◆ **Exercise aim**
Report each line of the entries below that has the word "directional" in it.

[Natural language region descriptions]
# # # #

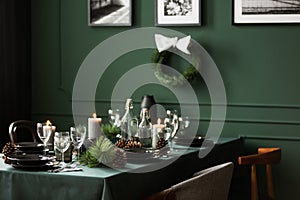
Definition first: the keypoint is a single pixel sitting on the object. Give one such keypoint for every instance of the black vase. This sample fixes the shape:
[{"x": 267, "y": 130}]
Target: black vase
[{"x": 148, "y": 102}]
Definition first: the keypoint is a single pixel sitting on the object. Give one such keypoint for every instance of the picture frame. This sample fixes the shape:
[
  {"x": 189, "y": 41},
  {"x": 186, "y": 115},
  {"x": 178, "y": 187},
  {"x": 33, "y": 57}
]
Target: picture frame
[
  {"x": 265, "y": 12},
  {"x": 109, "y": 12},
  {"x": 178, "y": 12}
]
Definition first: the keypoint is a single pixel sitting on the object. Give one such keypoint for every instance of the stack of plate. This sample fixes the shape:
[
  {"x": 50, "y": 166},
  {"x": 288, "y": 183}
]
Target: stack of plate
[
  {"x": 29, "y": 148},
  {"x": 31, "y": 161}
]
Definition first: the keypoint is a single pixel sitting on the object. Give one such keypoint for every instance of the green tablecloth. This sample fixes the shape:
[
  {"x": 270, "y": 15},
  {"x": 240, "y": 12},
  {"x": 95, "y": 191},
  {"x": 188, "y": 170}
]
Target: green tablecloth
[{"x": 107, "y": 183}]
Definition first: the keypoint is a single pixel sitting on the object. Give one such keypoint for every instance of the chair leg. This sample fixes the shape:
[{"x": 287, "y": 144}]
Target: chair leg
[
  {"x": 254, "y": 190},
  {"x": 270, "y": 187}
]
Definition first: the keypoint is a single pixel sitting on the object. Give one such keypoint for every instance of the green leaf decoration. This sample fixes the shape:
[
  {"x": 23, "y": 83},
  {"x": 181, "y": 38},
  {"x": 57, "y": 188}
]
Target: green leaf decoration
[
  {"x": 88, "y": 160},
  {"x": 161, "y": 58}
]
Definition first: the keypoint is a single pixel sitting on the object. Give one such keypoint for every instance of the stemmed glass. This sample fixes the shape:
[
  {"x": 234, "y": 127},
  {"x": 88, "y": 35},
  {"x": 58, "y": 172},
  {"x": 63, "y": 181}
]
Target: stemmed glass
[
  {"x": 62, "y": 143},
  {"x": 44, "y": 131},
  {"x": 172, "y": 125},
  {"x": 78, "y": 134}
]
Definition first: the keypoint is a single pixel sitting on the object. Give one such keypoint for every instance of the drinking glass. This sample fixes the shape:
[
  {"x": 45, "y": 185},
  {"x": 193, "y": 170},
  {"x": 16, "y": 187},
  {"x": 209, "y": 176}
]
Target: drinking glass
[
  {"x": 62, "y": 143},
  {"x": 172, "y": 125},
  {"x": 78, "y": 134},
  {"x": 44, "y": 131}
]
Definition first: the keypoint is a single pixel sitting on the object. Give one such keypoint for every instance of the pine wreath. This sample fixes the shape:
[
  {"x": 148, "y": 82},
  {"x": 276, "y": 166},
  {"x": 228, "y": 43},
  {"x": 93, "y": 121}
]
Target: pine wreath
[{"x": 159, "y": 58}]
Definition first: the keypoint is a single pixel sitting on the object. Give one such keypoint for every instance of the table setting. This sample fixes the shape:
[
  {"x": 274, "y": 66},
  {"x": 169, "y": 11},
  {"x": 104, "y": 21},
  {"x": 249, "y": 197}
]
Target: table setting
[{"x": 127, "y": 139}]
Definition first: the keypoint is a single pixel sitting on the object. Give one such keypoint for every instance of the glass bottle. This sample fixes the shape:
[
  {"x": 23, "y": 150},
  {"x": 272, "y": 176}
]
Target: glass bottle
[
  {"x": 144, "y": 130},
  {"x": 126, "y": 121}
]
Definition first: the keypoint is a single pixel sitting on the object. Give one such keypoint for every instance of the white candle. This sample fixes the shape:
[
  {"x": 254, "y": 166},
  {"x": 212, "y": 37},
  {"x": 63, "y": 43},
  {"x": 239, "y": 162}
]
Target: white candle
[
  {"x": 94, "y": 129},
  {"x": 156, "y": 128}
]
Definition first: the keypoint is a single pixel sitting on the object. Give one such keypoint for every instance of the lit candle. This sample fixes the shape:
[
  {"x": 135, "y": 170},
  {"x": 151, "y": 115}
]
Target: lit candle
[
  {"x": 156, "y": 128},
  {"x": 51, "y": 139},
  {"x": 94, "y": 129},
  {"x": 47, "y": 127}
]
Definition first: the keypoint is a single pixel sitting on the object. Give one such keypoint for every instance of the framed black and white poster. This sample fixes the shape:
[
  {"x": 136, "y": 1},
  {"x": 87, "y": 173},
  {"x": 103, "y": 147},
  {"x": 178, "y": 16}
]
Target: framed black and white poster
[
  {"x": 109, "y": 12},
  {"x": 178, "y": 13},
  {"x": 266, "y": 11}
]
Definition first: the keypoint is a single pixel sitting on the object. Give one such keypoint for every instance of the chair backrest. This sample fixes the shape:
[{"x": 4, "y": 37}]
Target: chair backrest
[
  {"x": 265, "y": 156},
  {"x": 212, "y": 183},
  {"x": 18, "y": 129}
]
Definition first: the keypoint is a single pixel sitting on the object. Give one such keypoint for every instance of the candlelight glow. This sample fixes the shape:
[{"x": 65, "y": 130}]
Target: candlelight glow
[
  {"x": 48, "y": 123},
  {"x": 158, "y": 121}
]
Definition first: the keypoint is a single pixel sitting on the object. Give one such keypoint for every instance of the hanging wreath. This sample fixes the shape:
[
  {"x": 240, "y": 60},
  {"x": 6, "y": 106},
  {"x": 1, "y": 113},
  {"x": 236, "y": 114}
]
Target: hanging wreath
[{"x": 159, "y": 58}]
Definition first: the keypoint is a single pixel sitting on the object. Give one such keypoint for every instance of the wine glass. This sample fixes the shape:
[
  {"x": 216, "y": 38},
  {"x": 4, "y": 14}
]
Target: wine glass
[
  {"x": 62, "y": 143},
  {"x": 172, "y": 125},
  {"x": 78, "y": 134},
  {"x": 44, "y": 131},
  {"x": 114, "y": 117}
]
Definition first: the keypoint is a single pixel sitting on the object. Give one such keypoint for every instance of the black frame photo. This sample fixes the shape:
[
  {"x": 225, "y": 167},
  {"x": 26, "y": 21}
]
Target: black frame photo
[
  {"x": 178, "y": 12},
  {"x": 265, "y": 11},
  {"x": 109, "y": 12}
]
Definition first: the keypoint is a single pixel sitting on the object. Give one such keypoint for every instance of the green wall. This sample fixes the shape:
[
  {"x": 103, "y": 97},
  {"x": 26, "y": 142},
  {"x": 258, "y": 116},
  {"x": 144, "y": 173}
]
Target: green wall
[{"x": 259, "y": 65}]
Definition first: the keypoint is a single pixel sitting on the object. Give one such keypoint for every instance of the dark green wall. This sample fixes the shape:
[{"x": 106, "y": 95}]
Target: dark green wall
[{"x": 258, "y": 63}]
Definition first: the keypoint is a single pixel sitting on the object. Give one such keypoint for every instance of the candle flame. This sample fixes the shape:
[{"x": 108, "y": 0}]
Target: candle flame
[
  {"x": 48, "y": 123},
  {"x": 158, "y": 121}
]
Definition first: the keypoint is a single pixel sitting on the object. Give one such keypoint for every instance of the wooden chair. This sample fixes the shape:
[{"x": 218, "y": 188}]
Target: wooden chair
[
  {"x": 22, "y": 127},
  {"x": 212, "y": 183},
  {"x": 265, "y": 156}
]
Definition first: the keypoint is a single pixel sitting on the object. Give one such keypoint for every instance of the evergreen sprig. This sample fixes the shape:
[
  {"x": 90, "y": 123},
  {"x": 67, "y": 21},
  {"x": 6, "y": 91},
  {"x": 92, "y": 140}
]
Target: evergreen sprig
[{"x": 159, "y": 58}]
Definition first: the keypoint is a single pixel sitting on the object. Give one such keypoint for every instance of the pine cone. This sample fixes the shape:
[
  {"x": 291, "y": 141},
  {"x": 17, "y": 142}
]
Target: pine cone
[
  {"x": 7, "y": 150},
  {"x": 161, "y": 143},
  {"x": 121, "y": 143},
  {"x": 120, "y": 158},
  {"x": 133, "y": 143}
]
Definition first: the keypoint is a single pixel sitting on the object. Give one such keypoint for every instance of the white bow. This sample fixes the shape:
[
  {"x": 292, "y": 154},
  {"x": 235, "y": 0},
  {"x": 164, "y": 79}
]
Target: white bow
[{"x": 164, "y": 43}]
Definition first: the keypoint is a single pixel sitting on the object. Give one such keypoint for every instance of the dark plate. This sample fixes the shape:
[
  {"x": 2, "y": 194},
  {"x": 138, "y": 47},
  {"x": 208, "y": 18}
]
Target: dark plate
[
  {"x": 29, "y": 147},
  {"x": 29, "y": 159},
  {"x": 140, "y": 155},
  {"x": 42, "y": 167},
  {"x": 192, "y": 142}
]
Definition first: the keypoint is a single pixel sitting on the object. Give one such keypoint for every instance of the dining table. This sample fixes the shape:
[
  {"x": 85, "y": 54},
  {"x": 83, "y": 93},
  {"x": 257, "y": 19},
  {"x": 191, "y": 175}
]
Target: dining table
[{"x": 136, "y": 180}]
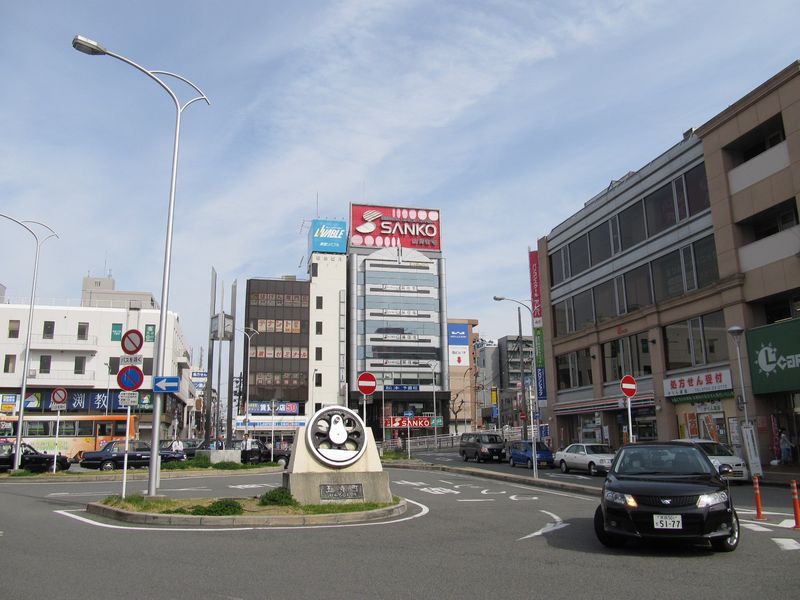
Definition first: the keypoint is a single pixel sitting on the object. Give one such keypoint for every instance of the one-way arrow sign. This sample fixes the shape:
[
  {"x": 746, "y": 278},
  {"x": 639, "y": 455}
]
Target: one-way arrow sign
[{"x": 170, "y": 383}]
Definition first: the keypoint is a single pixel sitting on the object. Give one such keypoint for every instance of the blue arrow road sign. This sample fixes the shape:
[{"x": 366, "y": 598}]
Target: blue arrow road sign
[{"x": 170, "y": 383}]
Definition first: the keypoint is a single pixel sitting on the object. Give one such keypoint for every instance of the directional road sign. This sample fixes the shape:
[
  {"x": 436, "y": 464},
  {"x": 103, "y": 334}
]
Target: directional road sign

# # # #

◆ **Exercise output**
Definition first: the keypoint is a single pixel sitting on the object. Give one such keypoint for every instance of the directional road sign. This sample fixes the shape:
Target: directional road sign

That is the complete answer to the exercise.